Records from a dataset
= = =

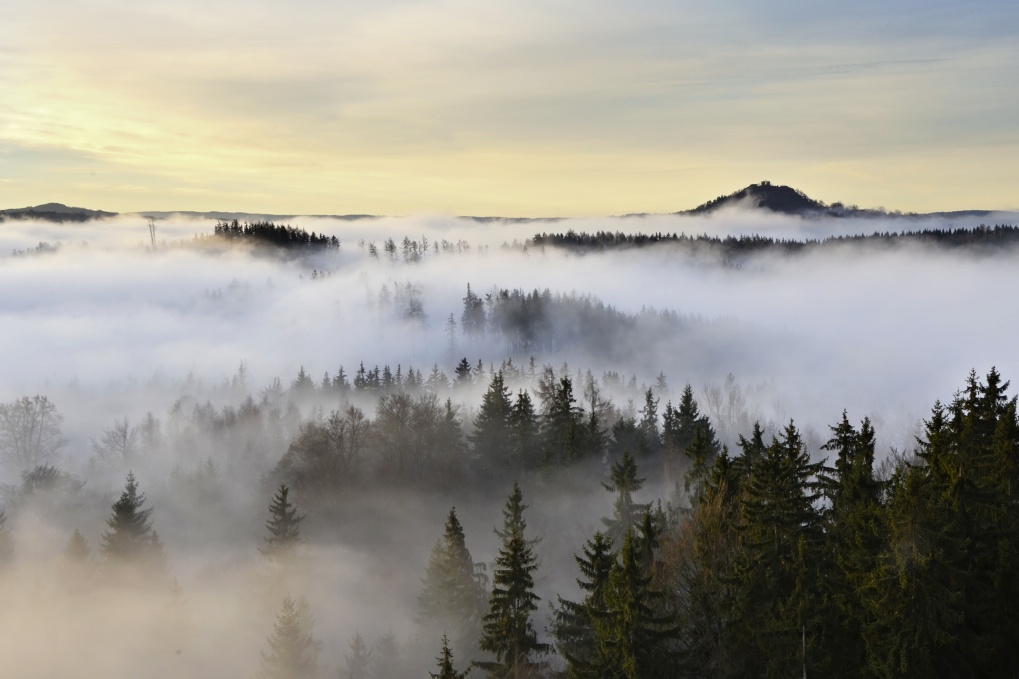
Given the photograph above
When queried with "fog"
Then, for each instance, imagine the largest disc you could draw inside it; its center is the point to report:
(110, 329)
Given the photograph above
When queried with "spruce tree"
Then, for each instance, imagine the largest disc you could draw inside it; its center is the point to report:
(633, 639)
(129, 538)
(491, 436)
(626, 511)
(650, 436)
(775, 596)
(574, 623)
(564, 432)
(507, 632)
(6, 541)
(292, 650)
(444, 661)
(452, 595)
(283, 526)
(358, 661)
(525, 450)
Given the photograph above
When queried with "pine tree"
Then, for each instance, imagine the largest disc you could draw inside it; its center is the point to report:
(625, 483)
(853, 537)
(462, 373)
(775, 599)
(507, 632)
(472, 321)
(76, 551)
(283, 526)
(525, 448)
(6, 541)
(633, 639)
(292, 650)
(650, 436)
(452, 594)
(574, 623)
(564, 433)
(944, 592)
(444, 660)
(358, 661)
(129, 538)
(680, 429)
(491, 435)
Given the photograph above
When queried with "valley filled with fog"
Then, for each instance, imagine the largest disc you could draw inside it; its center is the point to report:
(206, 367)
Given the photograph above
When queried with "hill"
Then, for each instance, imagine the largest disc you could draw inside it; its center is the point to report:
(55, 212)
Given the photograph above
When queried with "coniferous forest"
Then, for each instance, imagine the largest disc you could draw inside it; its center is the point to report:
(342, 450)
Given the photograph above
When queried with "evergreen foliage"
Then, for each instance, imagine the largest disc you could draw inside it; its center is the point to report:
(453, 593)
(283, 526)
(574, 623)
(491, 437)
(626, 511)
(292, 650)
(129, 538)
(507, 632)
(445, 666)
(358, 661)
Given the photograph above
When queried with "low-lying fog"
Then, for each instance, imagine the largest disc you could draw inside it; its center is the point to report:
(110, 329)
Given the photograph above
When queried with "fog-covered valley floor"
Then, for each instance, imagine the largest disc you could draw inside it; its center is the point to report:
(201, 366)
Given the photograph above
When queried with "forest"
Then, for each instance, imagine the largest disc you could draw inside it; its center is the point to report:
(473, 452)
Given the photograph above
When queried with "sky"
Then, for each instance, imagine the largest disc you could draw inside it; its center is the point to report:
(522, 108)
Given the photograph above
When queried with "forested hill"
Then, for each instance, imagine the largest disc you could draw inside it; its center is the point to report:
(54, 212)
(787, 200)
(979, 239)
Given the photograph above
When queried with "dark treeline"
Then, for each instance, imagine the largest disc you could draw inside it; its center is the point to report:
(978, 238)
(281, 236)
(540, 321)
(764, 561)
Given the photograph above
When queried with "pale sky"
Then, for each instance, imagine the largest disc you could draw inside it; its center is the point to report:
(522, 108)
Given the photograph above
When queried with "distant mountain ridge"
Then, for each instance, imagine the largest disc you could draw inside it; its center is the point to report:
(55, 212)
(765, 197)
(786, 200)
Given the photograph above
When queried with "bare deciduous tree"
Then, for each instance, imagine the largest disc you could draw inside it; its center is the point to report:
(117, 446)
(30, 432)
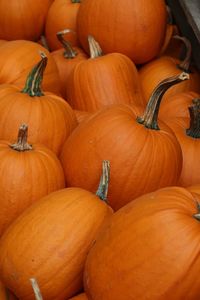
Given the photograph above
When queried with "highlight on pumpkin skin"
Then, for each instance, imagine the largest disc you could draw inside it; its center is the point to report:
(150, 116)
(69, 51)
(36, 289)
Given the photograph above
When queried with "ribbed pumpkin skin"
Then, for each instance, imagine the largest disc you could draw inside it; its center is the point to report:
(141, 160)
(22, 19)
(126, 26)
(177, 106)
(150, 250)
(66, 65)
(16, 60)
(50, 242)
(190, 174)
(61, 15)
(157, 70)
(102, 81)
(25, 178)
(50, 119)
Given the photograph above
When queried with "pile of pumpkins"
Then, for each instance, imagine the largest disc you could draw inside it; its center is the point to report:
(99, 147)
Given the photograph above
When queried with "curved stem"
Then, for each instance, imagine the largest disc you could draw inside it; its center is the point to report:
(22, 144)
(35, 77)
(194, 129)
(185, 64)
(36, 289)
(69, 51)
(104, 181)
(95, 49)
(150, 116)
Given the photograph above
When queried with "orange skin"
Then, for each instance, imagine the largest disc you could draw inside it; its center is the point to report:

= = =

Search the records for the word "skin". Copy every line that has it.

> **Answer**:
When queried with "highlight on pumpkin skin"
When queried with "ribbed pumpkin skin"
When queried with "orange skin"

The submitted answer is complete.